> Verifique sua compreensão
**A)** Verta para o inglês esta frase do texto sobre a companhia Martin: "Os dedos dos pés dessa corajosa menina foram amputados dolorosamente e ela teve que andar de joelhos o resto da vida."
**B)** Retome o texto sobre a companhia Martin e dê-lhe continuação a partir da última frase apresentada.

Quando chegaram a Salt Lake City, e os sapatos e meias de Nellie que ela usara na viagem foram removidos, a pele saiu junto com eles devido a feridas. Os dedos dos pés dessa corajosa menina foram amputados dolorosamente e ela teve que andar de joelhos o resto da vida. Mais tarde, casou-se e teve seis filhos, sendo capaz de cuidar da própria casa e criar uma bela posteridade.10 Sua determinação, apesar das condições físicas, e a bondade dos que cuidaram dela exemplificam a fé e disposição desses primeiros membros da Igreja para se sacrificarem. Seu exemplo é um legado de fé para todos os santos que os seguiram.

Um homem que cruzara as planícies na companhia Martin morou em Utah por muitos anos. Um dia, estava num grupo de pessoas que começaram a criticar duramente os líderes da Igreja por terem permitido que os santos cruzassem as planícies com a pouca proteção e os escassos alimentos que uma companhia de carrinhos de mão poderia comportar. O velho ouviu até que não se conteve mais; então levantou-se e disse com grande emoção:

“Eu estava nessa companhia, bem como minha esposa. ( … ) Nós sofremos mais do que poderiam imaginar, e muitos morreram de inanição e de frio, mas vocês já ouviram alguma vez um sobrevivente dessa companhia proferir uma palavra sequer de crítica? ( … ) [Nós] passamos por tudo com total conhecimento de que Deus vive, pois O conhecemos durante nossas maiores provações.

> Excerto de dados
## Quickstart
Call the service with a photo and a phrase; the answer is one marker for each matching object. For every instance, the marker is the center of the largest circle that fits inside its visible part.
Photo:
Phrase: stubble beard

> Respostas das tarefas
**A)** This brave girl's toes were painfully amputated, and she had to walk on her knees for the rest of her life.

**B)**
Puxava meu carrinho de mão quando estava tão fraco e cansado, doente e faminto que mal podia dar um passo. Olhava adiante e via um trecho arenoso do terreno ou a encosta de uma montanha e dizia: ‘Só conseguirei ir até ali; depois, terei que desistir porque não conseguirei mais puxar este peso. ( … )’ Caminhava naquela direção e quando chegava ao trecho de areia, o carrinho começava a empurrar-me. Olhava várias vezes para trás para ver quem estava empurrando o carrinho, mas não via ninguém. Percebia então, que os anjos de Deus estavam presentes.

Arrependi-me de haver decidido viajar com um carrinho de mão? Não. Nem na época nem depois, em momento algum de minha vida. Pagar o preço que pagamos para conhecer Deus foi um privilégio, e sou grato pelo privilégio de haver viajado na Companhia Martin de Carrinhos de Mão.”11

Há um hino que fala sobre os primeiros membros da Igreja que aceitaram corajosamente o evangelho e viajaram para longe a fim de viverem na fronteira da civilização. Diz o seguinte:

Eles, os construtores da nação,

Abriram trilhas pelo caminho;

Seus feitos do dia-a-dia

Serviram como degraus por gerações,

Construindo novos e firmes alicerces,

Desbravando a fronteira selvagem,

Avançando aos poucos, sempre adiante,

Abençoados e honrados Pioneiros!

Seu exemplo nos ensina como viver com mais fé e coragem em nosso próprio país:

Serviço sempre foi o seu lema;

O amor, sua estrela guia;

Coragem, seu infalível farol,

Iluminando perto e longe.

Todo dia um peso a levantar,

Todo dia alegrando um coração,

Todo dia transmitindo uma esperança,

Abençoados e honrados Pioneiros!12

Notas

  1. Juanita Brooks, ed., On the Mormon Frontier: The Diary of Hosea Stout, 2 vols. (1964) 1:114; ortografia e pontuação modernizadas.

  2. Juanita Brooks, On the Mormon Frontier, 1:117; ortografia e pontuação modernizadas.

  3. James B. Allen, Trials of Discipleship: The Story of William Clayton, a Mormon (1987), p. 202.

  4. Russell R. Rich, Ensign to the Nations (1972), p. 92.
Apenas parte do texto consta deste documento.